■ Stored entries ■
Start of Block

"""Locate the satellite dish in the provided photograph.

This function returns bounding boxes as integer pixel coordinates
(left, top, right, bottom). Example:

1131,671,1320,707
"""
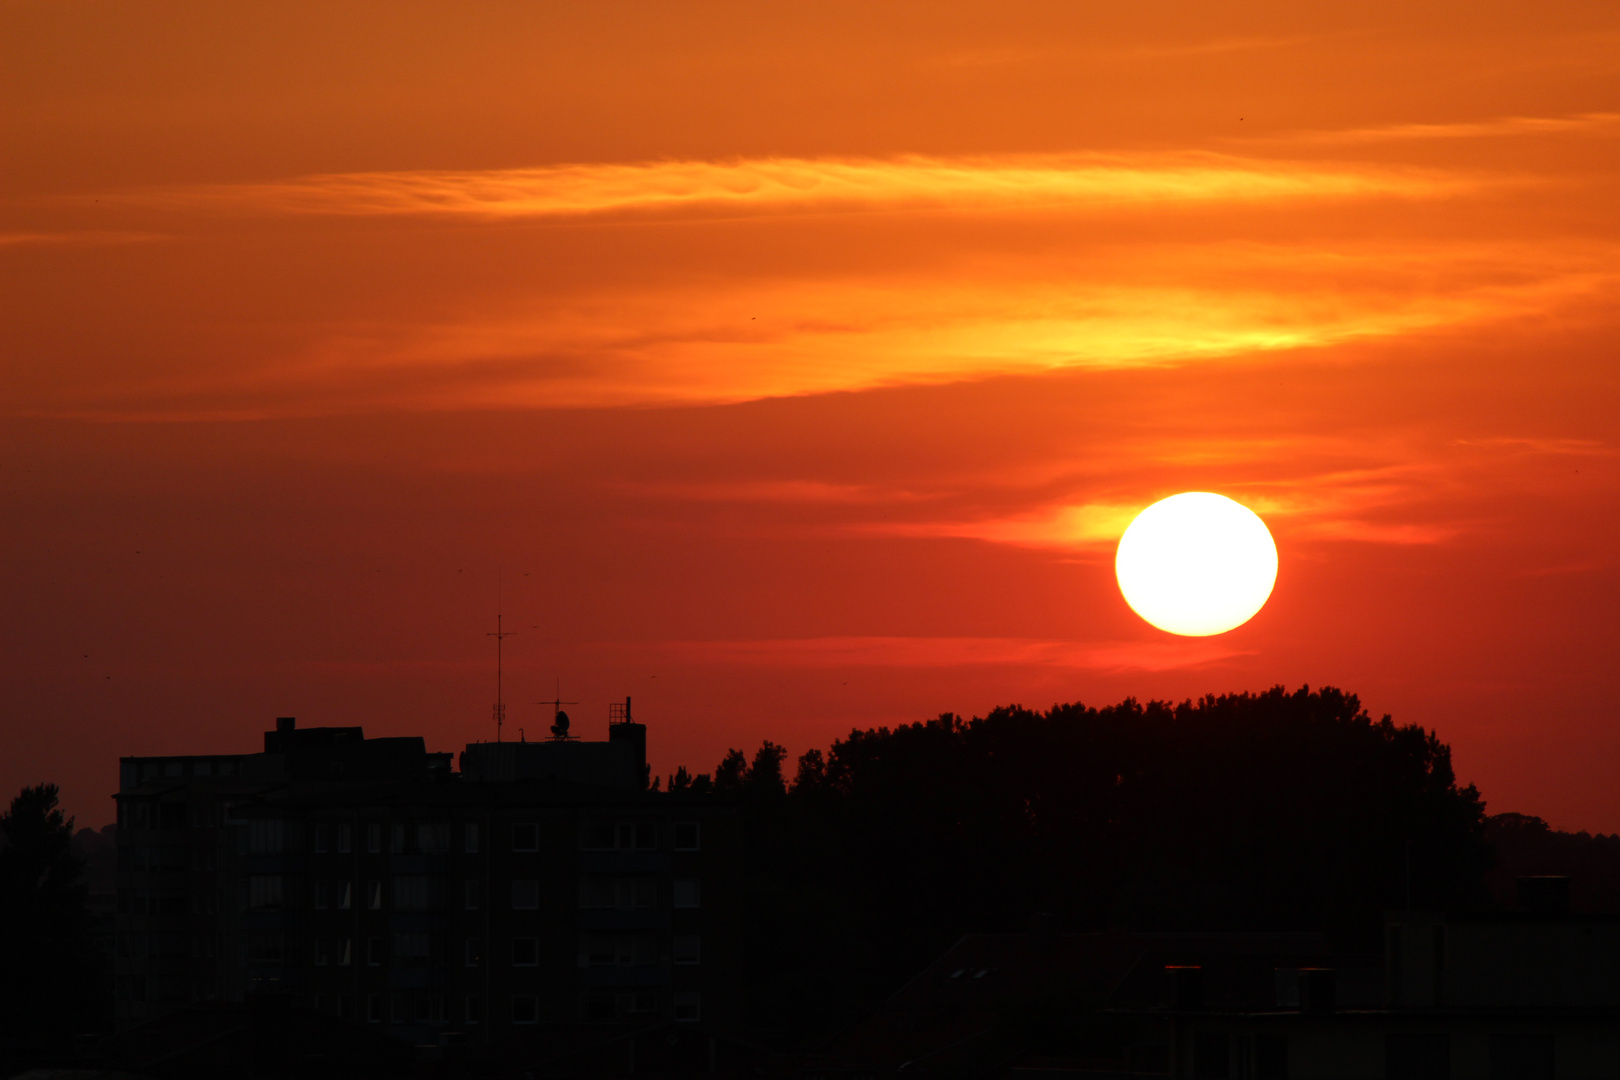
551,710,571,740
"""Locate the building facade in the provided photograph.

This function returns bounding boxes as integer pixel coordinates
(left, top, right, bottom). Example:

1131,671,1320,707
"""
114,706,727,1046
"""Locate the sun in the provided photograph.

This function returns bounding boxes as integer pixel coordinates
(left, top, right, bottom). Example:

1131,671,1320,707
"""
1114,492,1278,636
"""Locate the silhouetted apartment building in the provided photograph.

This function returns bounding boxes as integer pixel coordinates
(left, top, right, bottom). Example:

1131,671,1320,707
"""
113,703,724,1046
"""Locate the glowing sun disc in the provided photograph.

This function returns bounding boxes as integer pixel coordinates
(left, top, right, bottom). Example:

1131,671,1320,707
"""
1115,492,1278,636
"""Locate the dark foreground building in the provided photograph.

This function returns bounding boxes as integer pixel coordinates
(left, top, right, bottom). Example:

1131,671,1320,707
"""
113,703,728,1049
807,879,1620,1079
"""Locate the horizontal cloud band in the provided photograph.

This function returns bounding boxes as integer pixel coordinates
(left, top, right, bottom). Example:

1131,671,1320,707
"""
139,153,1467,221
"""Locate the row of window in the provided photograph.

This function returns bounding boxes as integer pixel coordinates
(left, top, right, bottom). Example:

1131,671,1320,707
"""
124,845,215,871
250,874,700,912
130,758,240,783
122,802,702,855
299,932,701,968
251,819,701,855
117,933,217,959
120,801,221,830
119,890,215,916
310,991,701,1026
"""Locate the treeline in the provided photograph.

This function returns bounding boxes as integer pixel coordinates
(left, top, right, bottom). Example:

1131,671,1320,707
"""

End of Block

■ WHAT THE EXERCISE ASKS ■
Give every record again without changing a word. Exclude the pictures.

■ EXPECTED OUTPUT ■
"""Locate the satellite dish in the provided photograph.

This function returns bounding boxes as integer pixel coordinates
(left, top, right, bottom). Example:

1131,671,1320,707
"""
551,710,571,740
"""Locate the building facade in the provided photograph.

This function returns bounding boxes as integer pixel coordinates
(left, top, right, bottom). Example:

1131,671,1320,707
"""
114,706,727,1046
"""Locate the sun in the provided photograph.

This function returns bounding boxes as integer pixel coordinates
(left, top, right, bottom). Example:

1131,671,1320,707
"""
1114,492,1278,636
"""Locate the silhouetted apartment building in the provided photograph.

This function returns bounding boxes as integer pixel coordinates
(left, top, right, bottom). Example:

1131,671,1320,707
"""
113,703,724,1046
"""Locate the glowing sun disc in the provided photograph.

This function returns bounding boxes as integer pixel coordinates
(left, top, right, bottom). Example:

1131,671,1320,707
"""
1115,492,1278,636
"""Locate the dark foreground building in the provided photograph.

This function returns bounding boxes as integer pixel coordinates
(left, top, right, bottom). Example:

1131,671,1320,707
"""
113,703,728,1049
807,879,1620,1079
"""Locate the horizontal cloud band in the provided photograph.

This function returns bounding boxes as integer pixel coordinates
(left, top, right, bottom). Example:

1131,671,1320,707
"""
139,153,1467,221
"""Locate the row of window in the provided photograph.

This function returns bounding boxes as integer pixel coordinates
(left, top, right, bottom). Example:

1131,671,1320,707
"""
124,845,215,871
250,874,700,912
130,758,240,783
122,802,702,855
299,932,701,968
251,819,701,855
117,933,217,959
120,801,221,830
119,890,215,916
310,991,701,1026
"""Locate the treeline in the provided photograph.

This function returns bounding boxes as integer pixel coordinates
(left, top, right, bottom). Example:

1131,671,1320,707
"""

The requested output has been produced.